What you will do: Rewrite the data below with every "May I please request that you" changed to "Could you", leaving all other text unchanged.

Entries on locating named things
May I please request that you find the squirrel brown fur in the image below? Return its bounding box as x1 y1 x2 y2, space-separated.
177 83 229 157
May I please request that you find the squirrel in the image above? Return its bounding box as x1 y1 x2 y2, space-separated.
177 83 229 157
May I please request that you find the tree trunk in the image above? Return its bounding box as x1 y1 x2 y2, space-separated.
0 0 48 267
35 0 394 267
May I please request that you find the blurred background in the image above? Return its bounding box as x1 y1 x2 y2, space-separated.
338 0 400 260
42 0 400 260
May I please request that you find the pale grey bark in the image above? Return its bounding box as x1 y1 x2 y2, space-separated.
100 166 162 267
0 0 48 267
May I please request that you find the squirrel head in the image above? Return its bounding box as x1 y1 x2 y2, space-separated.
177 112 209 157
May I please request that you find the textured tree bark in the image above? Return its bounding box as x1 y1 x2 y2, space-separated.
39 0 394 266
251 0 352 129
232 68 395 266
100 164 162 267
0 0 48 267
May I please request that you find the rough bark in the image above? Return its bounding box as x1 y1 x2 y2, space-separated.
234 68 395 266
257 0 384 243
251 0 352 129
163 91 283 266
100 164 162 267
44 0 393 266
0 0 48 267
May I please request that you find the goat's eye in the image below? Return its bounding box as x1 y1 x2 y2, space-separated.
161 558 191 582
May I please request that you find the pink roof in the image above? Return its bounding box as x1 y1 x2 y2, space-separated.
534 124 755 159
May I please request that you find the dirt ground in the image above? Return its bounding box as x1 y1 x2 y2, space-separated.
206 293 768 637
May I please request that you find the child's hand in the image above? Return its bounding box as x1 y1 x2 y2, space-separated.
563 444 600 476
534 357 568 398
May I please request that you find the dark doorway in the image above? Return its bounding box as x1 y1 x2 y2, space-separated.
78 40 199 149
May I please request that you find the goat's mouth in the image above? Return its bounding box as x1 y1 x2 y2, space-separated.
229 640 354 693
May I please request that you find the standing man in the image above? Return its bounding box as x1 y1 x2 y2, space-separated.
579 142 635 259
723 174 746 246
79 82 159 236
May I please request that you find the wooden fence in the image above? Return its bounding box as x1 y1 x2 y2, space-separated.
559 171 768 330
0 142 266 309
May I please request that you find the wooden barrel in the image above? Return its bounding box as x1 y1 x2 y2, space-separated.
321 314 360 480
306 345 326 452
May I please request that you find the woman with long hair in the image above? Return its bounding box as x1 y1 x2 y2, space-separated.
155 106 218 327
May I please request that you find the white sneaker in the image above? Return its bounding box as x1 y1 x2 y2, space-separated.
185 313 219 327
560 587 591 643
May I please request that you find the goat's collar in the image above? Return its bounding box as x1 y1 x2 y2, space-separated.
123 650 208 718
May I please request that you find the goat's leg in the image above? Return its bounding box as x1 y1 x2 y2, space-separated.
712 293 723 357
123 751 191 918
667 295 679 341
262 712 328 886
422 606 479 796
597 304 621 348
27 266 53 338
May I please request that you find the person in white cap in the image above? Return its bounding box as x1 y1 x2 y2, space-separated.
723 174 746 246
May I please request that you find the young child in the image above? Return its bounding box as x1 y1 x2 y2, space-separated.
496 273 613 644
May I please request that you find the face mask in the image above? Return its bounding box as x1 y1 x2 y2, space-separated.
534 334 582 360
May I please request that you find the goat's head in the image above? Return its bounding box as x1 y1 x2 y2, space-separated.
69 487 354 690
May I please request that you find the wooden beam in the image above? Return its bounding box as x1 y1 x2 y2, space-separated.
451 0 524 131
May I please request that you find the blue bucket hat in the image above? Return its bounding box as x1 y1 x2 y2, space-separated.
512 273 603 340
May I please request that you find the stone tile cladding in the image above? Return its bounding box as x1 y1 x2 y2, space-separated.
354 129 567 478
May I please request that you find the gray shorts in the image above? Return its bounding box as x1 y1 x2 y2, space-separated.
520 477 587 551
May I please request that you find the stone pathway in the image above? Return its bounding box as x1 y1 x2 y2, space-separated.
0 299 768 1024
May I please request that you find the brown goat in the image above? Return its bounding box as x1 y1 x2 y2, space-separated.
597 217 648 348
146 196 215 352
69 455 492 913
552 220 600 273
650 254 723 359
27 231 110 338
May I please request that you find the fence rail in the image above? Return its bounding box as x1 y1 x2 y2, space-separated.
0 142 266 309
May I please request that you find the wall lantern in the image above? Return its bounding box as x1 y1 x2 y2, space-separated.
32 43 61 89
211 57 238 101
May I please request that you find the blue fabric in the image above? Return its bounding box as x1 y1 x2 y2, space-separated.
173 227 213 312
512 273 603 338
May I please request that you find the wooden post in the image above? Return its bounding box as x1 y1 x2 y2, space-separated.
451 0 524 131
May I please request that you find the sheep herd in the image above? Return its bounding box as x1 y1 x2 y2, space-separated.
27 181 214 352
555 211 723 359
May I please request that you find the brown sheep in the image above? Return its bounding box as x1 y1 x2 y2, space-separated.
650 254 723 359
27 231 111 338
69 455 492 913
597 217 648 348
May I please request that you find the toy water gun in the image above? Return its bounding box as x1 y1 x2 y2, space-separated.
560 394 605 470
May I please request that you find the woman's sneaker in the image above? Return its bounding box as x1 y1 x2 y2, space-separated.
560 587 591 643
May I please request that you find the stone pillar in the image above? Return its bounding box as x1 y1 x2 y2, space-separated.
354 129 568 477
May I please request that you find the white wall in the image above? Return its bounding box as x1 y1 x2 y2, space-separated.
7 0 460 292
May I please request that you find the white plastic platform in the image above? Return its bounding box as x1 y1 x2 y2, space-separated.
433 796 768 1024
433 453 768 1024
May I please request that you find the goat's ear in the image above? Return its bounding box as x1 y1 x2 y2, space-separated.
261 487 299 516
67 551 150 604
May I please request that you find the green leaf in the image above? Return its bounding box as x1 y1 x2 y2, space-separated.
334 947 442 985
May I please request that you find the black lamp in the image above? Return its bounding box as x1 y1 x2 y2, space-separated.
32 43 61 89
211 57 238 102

Written answer:
Could you find the squirrel brown fur in the image below? Return its bounding box as x1 y1 x2 y2, space-separated.
177 83 229 157
Could you find the squirrel in the image above? Return its bounding box as x1 y1 x2 y2, space-separated.
177 83 229 157
Could you find the tree trunk in the image above? Return its bounding box as x1 y1 x2 y2, space-separated.
0 0 48 267
35 0 394 267
Could you find the blurred background in the image above? Return its bounding box as x1 y1 x2 y2, space-separated.
338 0 400 260
42 0 400 260
Could you find the pale grey bark in the image above? Return its bounding box as x1 y1 x2 y2, space-separated.
100 166 162 267
0 0 48 267
Could you find the squirrel head in the image above? Return its bounding box as x1 y1 x2 y2, space-separated.
177 112 209 157
Could you find the textured tree bark in the image above? Return its bounding box as x1 y1 x2 y2, space-separated.
39 0 394 266
251 0 352 129
232 68 395 266
100 164 162 267
0 0 48 267
Could you find the rough bark in the image above? Return its bounding box as x1 y1 x2 y2, space-separated.
234 68 395 266
257 0 384 243
251 0 352 129
163 91 283 266
100 164 162 267
44 0 393 266
0 0 48 267
Could you find the goat's eye in the image below? Return its bounding box as x1 y1 x2 y2, space-separated.
161 558 191 582
Could you find the pink roof in the image above? Return its bounding box as x1 y1 x2 y2, space-separated.
534 124 755 159
Could you find the dirt ground in the image above? Return its bounding box as x1 y1 x2 y2, space-separated.
206 293 768 637
Could you find the child's hand in the image above? Return its bounding box as x1 y1 x2 y2, space-separated.
563 444 600 476
534 357 568 398
Could you find the dark doorway in the image above? Return its bounding box as x1 y1 x2 y2, space-separated.
78 40 199 149
Could you find the goat's mouth in the image above? Return its bounding box as x1 y1 x2 y2, space-separated.
229 640 354 693
Could you find the standing man in the image above? Return its bounding box as x1 y1 x2 y2, space-separated.
579 142 635 259
723 174 746 246
79 82 159 236
Could you find the wooden fence in the image above? Return its bounding box as x1 y1 x2 y2, space-separated.
559 171 768 330
0 142 266 309
Could you find the wooden barrel in the image above? Return its bounding box as x1 y1 x2 y2, space-separated.
321 314 360 480
306 345 326 452
Could you find the woman with long hair in the image above? Return its bounding box as x1 y1 x2 y2, space-separated.
155 106 218 327
Could you find the white sneaker in the image above? Return its bounding box as x1 y1 x2 y2, space-separated.
185 313 219 327
560 587 591 643
Could you find the goat's collar in the image above? Return its bounding box as x1 y1 x2 y2, space-separated.
123 650 208 718
Could you find the goat's leg in the image above? Return its bounding box as x1 y1 x2 y2, space-separated.
712 293 723 357
123 751 191 918
667 295 679 341
262 712 328 886
422 606 479 796
597 304 621 348
27 266 53 338
Could you find the person in white cap in the image above? Return its bounding box as x1 y1 x2 y2, space-separated.
723 174 746 246
Could you find the young child in the image above? Return its bounding box as x1 y1 x2 y2, space-separated.
496 273 613 644
Could you find the face mask in the image above? Return its bounding box as x1 y1 x2 y2, space-separated.
534 334 582 360
Could you find the goat's head in the image above? Return its bounding box as x1 y1 x2 y2, space-separated.
69 487 354 690
Could you find the wooden beam in the image above? Return its bounding box as x1 y1 x2 y2, space-separated.
451 0 524 131
Could you find the blue bucket hat in the image above? Return its bounding box as x1 y1 x2 y2, space-separated.
512 273 603 340
Could you find the stone tile cladding in the image above? Return its bounding box as x1 y1 x2 y2, space-separated.
354 129 567 478
Could you find the gray shorts in the image above? Return its bounding box as x1 y1 x2 y2, space-separated.
520 477 587 551
Could you find the stone pathway in the image above? Return its bounding box as x1 y1 x2 y2, space-separated.
0 299 768 1024
Could you find the brown goat in the image above? Return its bounding box as x1 y1 x2 y2, space-separated.
597 217 648 348
146 196 215 352
69 455 492 913
552 220 600 273
650 254 723 359
27 231 110 338
Could you find the fence rail in the image above? Return its bounding box as x1 y1 x2 y2, space-separated.
0 142 266 309
Could you find the wall lantern in the image above? Return its bounding box as x1 y1 x2 y2, space-separated.
32 43 61 89
211 57 238 101
Could you find the blue fabric in the image above? Return its bounding box as x1 y1 x2 y2, space-separated.
173 227 213 312
512 273 603 338
Could you find the wooden post in the image above? Return its bounding box as x1 y1 x2 y2, space-separated.
451 0 524 131
Could you find the sheep herd in the image above? Return its bounding box as x1 y1 x2 y2, space-separated.
27 181 214 352
555 211 723 359
Could you find the brown sheep in the image above? Return its bounding box as x1 y1 x2 y2, space-separated.
650 254 723 359
27 231 111 338
69 455 492 913
597 217 648 348
Could you find the toy water gun in the image above? Return its bounding box as x1 y1 x2 y2, space-separated.
560 394 605 470
Could you find the woman's sneaker in the image above? Return its bounding box as x1 y1 x2 y2, space-separated.
560 587 591 643
Could you find the stone pillar in the image above? Return its bounding box as x1 y1 x2 y2, space-separated.
354 129 568 477
Could you find the white wall in the image above? Return its bounding box as x1 y1 x2 y2, space-separated.
7 0 460 292
Could you find the white plastic platform in the image above? Return its bounding box as x1 y1 x2 y2, space-separated.
433 796 768 1024
433 453 768 1024
Could you find the goat's ear in the image above? Return its bounding box as x1 y1 x2 y2, space-separated.
261 487 299 516
67 551 150 604
Could you find the green leaf in the image above? Return its bounding box as x1 y1 x2 y2, space-separated.
334 947 442 985
Could you find the black lamp in the image above? Return its bounding box as x1 y1 x2 y2, space-separated.
32 43 61 89
211 57 238 102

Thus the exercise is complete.